Instructions to follow: All lines from the line containing "pixel 342 858" up to and including the last line of the entries must be written out exactly, with no others.
Data extract START
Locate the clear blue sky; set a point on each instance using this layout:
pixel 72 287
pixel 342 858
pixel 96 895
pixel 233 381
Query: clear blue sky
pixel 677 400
Data extract END
Output of the exercise:
pixel 342 858
pixel 96 895
pixel 233 381
Query: clear blue sky
pixel 677 400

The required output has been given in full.